### Exercise description:
Rewrite the data below with "photo" replaced by "image" and everything else unchanged. Leave the pictures out of your answer.

— BEGIN Supplied records —

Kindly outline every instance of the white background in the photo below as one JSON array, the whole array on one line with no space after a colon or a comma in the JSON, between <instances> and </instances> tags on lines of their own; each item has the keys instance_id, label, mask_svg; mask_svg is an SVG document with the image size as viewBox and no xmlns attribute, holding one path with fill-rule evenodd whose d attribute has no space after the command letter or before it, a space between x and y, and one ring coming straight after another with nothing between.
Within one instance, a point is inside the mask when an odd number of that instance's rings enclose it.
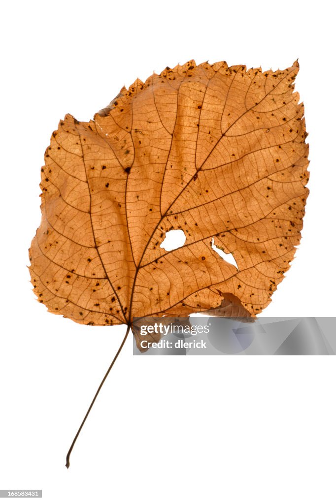
<instances>
[{"instance_id":1,"label":"white background","mask_svg":"<svg viewBox=\"0 0 336 504\"><path fill-rule=\"evenodd\" d=\"M327 3L46 0L2 11L0 488L42 488L47 504L334 504L332 357L136 357L130 338L67 470L125 327L47 313L26 268L44 150L66 113L87 120L123 85L193 58L264 71L299 57L311 193L297 259L264 315L334 315Z\"/></svg>"}]
</instances>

— END Supplied records —

### Response to the exercise:
Kindly outline every instance of the white background in the image below as one JSON array, the whole array on one line with no space after a colon or a comma in the JSON, between <instances> and </instances> tags on lines of their own; each item has the keys instance_id, label, mask_svg; mask_svg is an SVG document with the image size as viewBox and no xmlns attribute, holding one path with fill-rule evenodd whose d attribute has no space after the command letter or before it, a space between x and y, and one ring coming straight after another with nothing between.
Within one instance, a point is inside the mask when an odd number of that instance's rings enclose it.
<instances>
[{"instance_id":1,"label":"white background","mask_svg":"<svg viewBox=\"0 0 336 504\"><path fill-rule=\"evenodd\" d=\"M327 3L46 0L2 11L0 488L42 488L47 504L334 504L332 357L136 357L130 338L67 470L125 327L47 313L26 268L44 150L66 113L87 120L123 85L193 58L264 71L299 57L311 193L297 259L264 315L334 315Z\"/></svg>"}]
</instances>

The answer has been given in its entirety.